Ziel:
Suchen Sie im Material jede Zeile, in der die Zeichenfolge „Query“ vorkommt, und übernehmen Sie diese Zeilen unverändert. Achten Sie dabei auf Groß- und Kleinschreibung.

Datensatzzeilen:
════════════════

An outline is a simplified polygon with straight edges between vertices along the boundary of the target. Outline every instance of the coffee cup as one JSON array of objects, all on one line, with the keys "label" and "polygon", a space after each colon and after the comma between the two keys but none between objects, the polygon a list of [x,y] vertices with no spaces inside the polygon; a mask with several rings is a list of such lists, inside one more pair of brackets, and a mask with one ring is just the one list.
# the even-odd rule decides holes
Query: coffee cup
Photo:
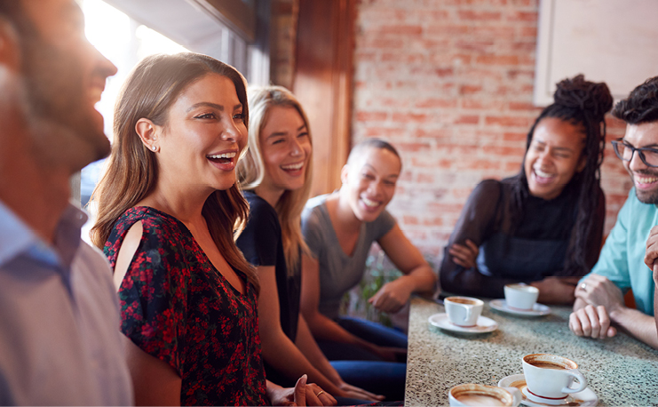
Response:
[{"label": "coffee cup", "polygon": [[[587,380],[578,371],[578,364],[557,355],[523,356],[523,374],[527,385],[526,395],[531,401],[544,404],[561,404],[569,393],[578,393],[587,387]],[[574,384],[575,386],[572,387]]]},{"label": "coffee cup", "polygon": [[517,407],[523,396],[515,387],[495,387],[474,383],[457,385],[448,393],[453,407],[507,406]]},{"label": "coffee cup", "polygon": [[477,325],[484,302],[471,297],[448,297],[443,300],[443,306],[451,323],[469,327]]},{"label": "coffee cup", "polygon": [[504,291],[505,303],[511,308],[531,310],[539,297],[539,289],[524,283],[507,284]]}]

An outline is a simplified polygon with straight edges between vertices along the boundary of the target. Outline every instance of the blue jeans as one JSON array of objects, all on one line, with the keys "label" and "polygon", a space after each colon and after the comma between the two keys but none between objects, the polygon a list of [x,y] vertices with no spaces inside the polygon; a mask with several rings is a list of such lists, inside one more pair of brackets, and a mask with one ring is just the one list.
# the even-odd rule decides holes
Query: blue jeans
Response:
[{"label": "blue jeans", "polygon": [[[354,336],[380,347],[407,348],[407,335],[381,323],[365,319],[341,316],[336,320],[343,329]],[[330,361],[382,361],[377,355],[362,347],[330,340],[318,340],[318,346]],[[404,362],[406,361],[399,361]]]}]

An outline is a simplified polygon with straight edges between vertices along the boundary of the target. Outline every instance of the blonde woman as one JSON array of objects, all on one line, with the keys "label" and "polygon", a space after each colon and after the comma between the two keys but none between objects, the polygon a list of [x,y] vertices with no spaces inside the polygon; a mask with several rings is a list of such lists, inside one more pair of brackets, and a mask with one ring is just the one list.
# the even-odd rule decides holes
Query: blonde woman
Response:
[{"label": "blonde woman", "polygon": [[401,400],[404,364],[337,362],[332,366],[301,316],[300,268],[308,249],[300,217],[311,189],[313,154],[308,120],[295,96],[282,87],[251,90],[249,100],[249,150],[238,164],[238,175],[250,211],[237,244],[260,277],[258,317],[267,377],[287,384],[307,373],[341,403],[383,398],[371,392]]},{"label": "blonde woman", "polygon": [[248,120],[242,76],[204,55],[147,57],[123,84],[92,240],[115,269],[137,404],[335,403],[305,378],[296,397],[266,381],[258,279],[233,238]]}]

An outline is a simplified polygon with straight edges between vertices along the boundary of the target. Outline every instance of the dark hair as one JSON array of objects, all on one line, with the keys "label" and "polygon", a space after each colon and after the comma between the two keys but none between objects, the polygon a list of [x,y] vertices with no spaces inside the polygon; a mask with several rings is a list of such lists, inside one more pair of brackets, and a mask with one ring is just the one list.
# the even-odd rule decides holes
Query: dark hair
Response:
[{"label": "dark hair", "polygon": [[384,149],[393,153],[395,156],[398,157],[398,159],[400,160],[400,166],[401,169],[402,158],[400,156],[398,150],[396,150],[391,143],[381,139],[366,139],[365,140],[353,147],[352,150],[350,151],[350,155],[347,156],[347,164],[353,162],[356,156],[358,156],[360,154],[361,154],[361,152],[363,152],[363,150],[367,148]]},{"label": "dark hair", "polygon": [[[605,116],[613,106],[613,97],[607,85],[589,82],[583,75],[573,79],[564,79],[558,84],[553,95],[553,104],[539,115],[527,133],[526,154],[532,142],[535,128],[542,119],[554,117],[584,128],[583,156],[586,159],[584,169],[574,175],[563,193],[575,195],[577,212],[574,232],[569,242],[564,273],[567,275],[583,275],[588,270],[586,262],[588,236],[598,221],[596,213],[599,204],[600,167],[606,146]],[[525,164],[525,158],[524,158]],[[530,192],[527,175],[521,164],[520,172],[514,177],[511,194],[511,227],[515,228],[521,219],[526,199]]]},{"label": "dark hair", "polygon": [[[147,196],[157,183],[157,159],[137,134],[137,122],[144,117],[165,125],[169,108],[180,93],[207,75],[220,75],[233,82],[242,104],[244,125],[248,126],[245,80],[234,68],[214,58],[192,52],[151,55],[142,60],[123,83],[115,105],[112,153],[91,196],[99,206],[91,236],[99,248],[105,245],[116,219]],[[234,234],[242,229],[249,214],[249,204],[237,183],[213,192],[202,213],[226,262],[247,275],[258,291],[258,275],[234,241]]]},{"label": "dark hair", "polygon": [[613,116],[629,124],[658,121],[658,76],[647,79],[617,102]]}]

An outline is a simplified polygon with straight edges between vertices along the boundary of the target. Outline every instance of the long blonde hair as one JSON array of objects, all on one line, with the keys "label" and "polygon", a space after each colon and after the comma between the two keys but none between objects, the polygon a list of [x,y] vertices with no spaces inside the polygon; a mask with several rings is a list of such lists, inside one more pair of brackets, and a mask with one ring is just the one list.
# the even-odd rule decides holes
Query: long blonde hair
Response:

════════════════

Erwartete Antwort:
Query: coffee cup
Query: blue jeans
Query: blonde woman
Query: dark hair
Query: long blonde hair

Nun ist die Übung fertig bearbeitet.